[Exercícios a fazer]:
A: Diga se cada afirmação concorda com o texto sobre o Ministro do Meio Ambiente, respondendo sim ou não e citando as palavras decisivas do texto: (i) o desmatamento devastou mais de 3.000 km2 no semestre; (ii) técnicos do IBAMA foram exonerados por terem combatido o garimpo ilegal; (iii) a frase "deixar passar a boiada" foi dita em uma entrevista coletiva.
B: Retome o texto sobre o Ministro do Meio Ambiente e escreva a continuação a partir da última frase apresentada.

[Texto de estudo]:
Em seguida vem o Ministro do Meio Ambiente, cujas ações vão, claramente, em direção oposta às atribuições de seu ministério. Alguns exemplos de tais ações são: a desestruturação e o “desmonte” de órgãos fiscalizadores como o ICMBio (Instituto Chico Mendes da Biodiversidade) através da redução do número de guardas florestais, verbas e equipamentos, a exoneração de técnicos do IBAMA (por terem eles combatido o garimpo ilegal), o incentivo às queimadas, com recorde de focos neste ano, bem como o incentivo ao desmatamento, numa devastação de mais de 3.000 km2 somente neste semestre. Todos estes atos partiram de canetadas do Ministro, protagonizadas pela frase, já de domínio público – “deixar passar a boiada” – proferida em reunião ministerial e amplamente noticiada pela mídia.

Diante de tão escancarado descaso para com a causa ambiental, o renomado jornalista Janio de Freitas foi categórico: “O governo não está do lado da Amazônia, como não está do lado do combate à pandemia”.

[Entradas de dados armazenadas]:
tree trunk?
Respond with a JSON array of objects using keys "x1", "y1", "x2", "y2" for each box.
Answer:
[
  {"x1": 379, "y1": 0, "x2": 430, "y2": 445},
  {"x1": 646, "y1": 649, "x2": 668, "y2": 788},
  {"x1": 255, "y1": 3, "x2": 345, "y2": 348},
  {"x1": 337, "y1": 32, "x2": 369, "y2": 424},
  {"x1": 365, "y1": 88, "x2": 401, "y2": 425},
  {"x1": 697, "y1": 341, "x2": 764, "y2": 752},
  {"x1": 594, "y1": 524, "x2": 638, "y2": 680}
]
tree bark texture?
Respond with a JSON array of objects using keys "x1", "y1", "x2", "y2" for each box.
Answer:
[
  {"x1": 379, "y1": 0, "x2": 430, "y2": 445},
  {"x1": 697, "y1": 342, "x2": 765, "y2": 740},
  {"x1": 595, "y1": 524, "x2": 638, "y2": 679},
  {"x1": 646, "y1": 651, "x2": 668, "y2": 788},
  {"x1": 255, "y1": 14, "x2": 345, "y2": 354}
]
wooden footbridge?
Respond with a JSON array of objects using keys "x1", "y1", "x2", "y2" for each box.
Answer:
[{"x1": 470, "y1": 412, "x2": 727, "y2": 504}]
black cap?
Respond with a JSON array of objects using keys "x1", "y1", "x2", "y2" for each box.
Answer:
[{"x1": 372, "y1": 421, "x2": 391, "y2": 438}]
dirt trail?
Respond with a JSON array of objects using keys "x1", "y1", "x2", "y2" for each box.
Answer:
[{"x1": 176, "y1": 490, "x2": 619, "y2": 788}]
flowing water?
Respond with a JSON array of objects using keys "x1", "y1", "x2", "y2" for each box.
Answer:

[Resultados dos exercícios]:
A:
(i) Sim: "numa devastação de mais de 3.000 km2 somente neste semestre".
(ii) Sim: "a exoneração de técnicos do IBAMA (por terem eles combatido o garimpo ilegal)".
(iii) Não: "proferida em reunião ministerial".

B:
Mais recentemente ainda, o mesmo governo sinalizou com um certo recuo em suas ações nefastas, mas motivado por uma razão simples (e previsível): a crescente pressão de grupos de empresários que têm recebido investimentos reduzidos, devido à péssima imagem do país no cenário internacional, em razão do aumento alarmante no desmatamento da Amazônia. Deste modo, a conduta errônea no âmbito ambiental agora prejudica os negócios.

Percebe-se então que, o que pode mudar (um pouco) a política para o meio ambiente não é a consciência autêntica, espontânea, patriótica, da conservação da Amazônia, como seria de se desejar de um país que se vangloria de sua rica biodiversidade, mas sim, mais uma vez, confirmando Werneck, o estímulo para a mudança na conduta política é de ordem econômica, embora, neste caso, a favor do meio ambiente.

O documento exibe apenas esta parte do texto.